# I made a web page please have a look



## sammyp (Jun 14, 2011)

Hay guys i made a web page today as i was bored please have a look by copy and pasting this link and leave your comment (i was so bored at work)

Home - ninja the chihuahua


----------



## jan896 (Dec 9, 2009)

that's a cute site.... thanks for sharing!


----------



## sammyp (Jun 14, 2011)

jan896 said:


> that's a cute site.... thanks for sharing!


your welcome thanks for looking


----------



## CHITheresa (Apr 30, 2011)

Thanks for sharing I have been wanting to make one. I do our Church web site. well I did we had to sadly leave our church. maybe i will use same company you did.


----------



## sammyp (Jun 14, 2011)

CHITheresa said:


> Thanks for sharing I have been wanting to make one. I do our Church web site. well I did we had to sadly leave our church. maybe i will use same company you did.


Recomend it it such a good site and its free and so easy to use i love it


----------



## sammyp (Jun 14, 2011)

thanks for looking


----------



## *Princess* (Feb 7, 2009)

cute site! webs is awsome for a website x


----------



## andrea11 (Jun 29, 2011)

thanks for sharing..


----------



## chi-warrior (Jul 20, 2011)

Ninja look cool, one day I will be ninja when I finish my ninja lesson.


----------



## mandyschihuahuas (May 14, 2012)

Looking good its fun web designing you will always look to change it slightly as you gain more skills.


----------



## Winston's Mom (Jun 21, 2012)

you did a great job, looks very nice, looking forward to seeing more on there, have fun with it.


----------



## Kalisee (Jun 1, 2012)

I wish I had the ability to create something so quickly and do a good job too like you did! Very cute. I like the picture of her sleeping and hiding her face.


----------



## ~LS~ (Oct 29, 2011)

Sam, it's adorable.  Good job!

Now Dollie needs a page.


----------

Challenges:
a. According to the forum thread, why did sammyp make the web page?
b. Summarize the forum thread in two sentences.
c. Transcribe the forum thread between "# I made a web" and "bored at work)", inclusive.

Given entries:
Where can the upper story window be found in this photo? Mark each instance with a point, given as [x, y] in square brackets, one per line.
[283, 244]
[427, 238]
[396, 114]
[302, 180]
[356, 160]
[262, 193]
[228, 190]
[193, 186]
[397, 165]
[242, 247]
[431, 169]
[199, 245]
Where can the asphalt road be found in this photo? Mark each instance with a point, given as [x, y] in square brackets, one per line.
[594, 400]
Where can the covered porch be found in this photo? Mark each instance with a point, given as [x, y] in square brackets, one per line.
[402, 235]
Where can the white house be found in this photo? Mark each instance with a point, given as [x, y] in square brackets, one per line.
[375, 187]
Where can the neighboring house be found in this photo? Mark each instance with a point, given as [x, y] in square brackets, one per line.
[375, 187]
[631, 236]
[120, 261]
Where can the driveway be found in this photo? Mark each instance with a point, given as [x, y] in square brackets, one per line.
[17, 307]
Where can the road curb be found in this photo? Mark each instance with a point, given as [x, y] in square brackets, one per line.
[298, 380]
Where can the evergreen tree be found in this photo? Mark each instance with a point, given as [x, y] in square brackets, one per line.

Answers to the problems:
a. Because sammyp was bored at work.

b. A member named sammyp shares a web page about a chihuahua named Ninja, made out of boredom at work, and asks others to leave comments. Other members call the site cute and well done, and sammyp recommends the site used to build it as free and easy to use.

c.
# I made a web page please have a look



## sammyp (Jun 14, 2011)

Hay guys i made a web page today as i was bored please have a look by copy and pasting this link and leave your comment (i was so bored at work)